Input records:
--

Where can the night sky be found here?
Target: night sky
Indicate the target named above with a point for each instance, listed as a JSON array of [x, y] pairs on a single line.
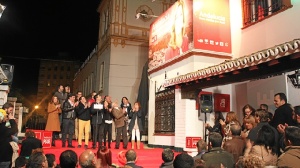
[[31, 30]]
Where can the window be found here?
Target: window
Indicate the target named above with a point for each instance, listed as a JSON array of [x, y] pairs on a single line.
[[101, 83], [165, 112], [257, 10]]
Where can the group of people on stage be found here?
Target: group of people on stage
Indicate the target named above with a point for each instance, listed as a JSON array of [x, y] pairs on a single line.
[[96, 115]]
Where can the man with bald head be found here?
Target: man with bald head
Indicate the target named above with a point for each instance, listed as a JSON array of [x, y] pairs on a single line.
[[130, 158], [87, 159]]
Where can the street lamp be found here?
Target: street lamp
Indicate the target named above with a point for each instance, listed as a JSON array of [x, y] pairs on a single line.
[[2, 7]]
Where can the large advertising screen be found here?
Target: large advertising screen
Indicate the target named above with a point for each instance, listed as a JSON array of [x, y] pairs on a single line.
[[171, 34], [211, 20]]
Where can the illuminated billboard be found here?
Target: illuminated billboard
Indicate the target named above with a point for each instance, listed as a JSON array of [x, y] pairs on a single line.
[[211, 19], [171, 33], [190, 25]]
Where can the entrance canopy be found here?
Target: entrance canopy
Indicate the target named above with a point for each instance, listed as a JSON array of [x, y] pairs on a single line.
[[263, 64]]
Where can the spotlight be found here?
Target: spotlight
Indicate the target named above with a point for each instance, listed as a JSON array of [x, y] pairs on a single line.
[[2, 7], [138, 15], [295, 78]]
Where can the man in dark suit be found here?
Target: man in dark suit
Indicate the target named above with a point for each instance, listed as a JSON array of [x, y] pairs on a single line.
[[120, 123], [131, 157], [97, 112], [69, 116], [217, 156], [284, 113]]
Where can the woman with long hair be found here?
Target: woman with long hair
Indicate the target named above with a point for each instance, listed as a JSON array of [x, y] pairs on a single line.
[[231, 119], [135, 125], [249, 123], [264, 147], [53, 123], [217, 126]]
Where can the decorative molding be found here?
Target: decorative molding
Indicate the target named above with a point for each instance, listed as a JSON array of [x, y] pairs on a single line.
[[266, 56], [187, 55]]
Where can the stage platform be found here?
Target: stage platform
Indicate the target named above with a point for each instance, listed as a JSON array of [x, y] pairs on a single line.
[[147, 157]]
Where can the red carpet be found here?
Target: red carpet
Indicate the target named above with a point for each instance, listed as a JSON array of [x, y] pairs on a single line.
[[148, 158]]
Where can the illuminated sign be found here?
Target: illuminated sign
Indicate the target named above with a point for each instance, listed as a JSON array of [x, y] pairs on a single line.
[[211, 20]]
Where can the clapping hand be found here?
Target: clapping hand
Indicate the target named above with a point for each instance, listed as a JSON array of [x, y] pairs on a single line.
[[222, 122]]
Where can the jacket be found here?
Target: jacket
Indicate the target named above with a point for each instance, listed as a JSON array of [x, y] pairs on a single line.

--

Once the pictures are set aside, output all of the data above verbatim.

Exercise solution:
Where can the night sky be found here?
Target: night sky
Indicate the target named above with a point for each instance, listed as a JSON array of [x, y] pairs on a single line.
[[31, 30]]
Where can the window be found here?
Target: window
Indicate the target named above with a point for each instance, listed as a JSON array of [x, y] pairs on a single line.
[[101, 83], [165, 112], [257, 10]]
Where can the group of people on stage be found here?
Target: group of people on stage
Indicate the target named above with a point for each instance, listed as a JSON array of [x, y] pairs on a single line.
[[96, 115]]
Where can the man with bald head be found here?
Target: man with bald head
Indicate the target named above with a point for each instance, listed as a JSON array of [x, y] pairs on a single line.
[[130, 158], [87, 159]]
Where can the street lamp be found here?
Target: street lamp
Indicate the target named above with a point for each instance, listed as a JSON array of [x, y] pairs on a single line.
[[2, 7]]
Where can the large advertising screen be found here?
Target: large advertising screen
Indicate the target named above with a point for each instance, listed as a JSON array of [x, y] pairs on a single line.
[[171, 34], [211, 20]]
Where can the illuminated billboard be found here?
Target: illuminated billboard
Indicate the target named above with a point for each instance, listed as a JSON array of [x, y] pairs on a single line.
[[211, 19], [171, 33], [190, 25]]
Where can the entrance canopy be found here?
Target: entrance canopy
Indicate the target named above with a point for each instance, listed as a JSON array of [x, y] pairs on a single line.
[[263, 64]]
Where can the spotlight be found here?
Target: spotlight
Indicate the target named above with a point for each instance, listed as a JSON array of [x, y] pairs on a single line.
[[2, 7], [138, 15], [295, 78]]
Where can the man in dark suit be found here?
Target: man in dark suit
Indicate the target named above with a point for each instance, listed as a JSON array of [x, y] pairs on a single line.
[[120, 123], [131, 157], [97, 112], [69, 116], [217, 156], [284, 113]]
Where can the woman with long hair be found here?
Target: woman with long hair
Indicate the target named above with a point for each instance, listed as a JSON array of [x, y] pairs on a single line.
[[231, 119], [135, 125], [249, 123], [264, 147], [53, 123], [217, 126]]
Where can the decorative molding be found here?
Target: decorative molding
Indicate the target named above with a point for each instance, listed as a JSON array of [x, y] pairs on a single line.
[[266, 56], [187, 55]]
Where can the stage platform be found here?
Target: stage platform
Indicate the target named above with a point for each instance, listed as a JSON array of [x, y] pairs on a single line.
[[147, 157]]
Where can the red carpet be found here?
Target: red carpet
Indicate the target named above with a point for each instance, listed as a JSON array of [x, y] pairs on a single line.
[[148, 158]]
Where can the illuminated sign be found here?
Target: illuminated sign
Indicate the target named above with a point for each instance, listed as a JSON array of [x, y] pairs on a single line.
[[211, 20]]
Where can the clapping hand be found here?
Target: clapping hand
Indicate the target named above with a point for each instance, listed as a JSON array of [x, y] pairs on a single line.
[[222, 122]]
Where can the jacket be found here?
Target: jacket
Indicate the target named above with a point for each instance, listed as a JSON array of [x, y] pairs on a single line.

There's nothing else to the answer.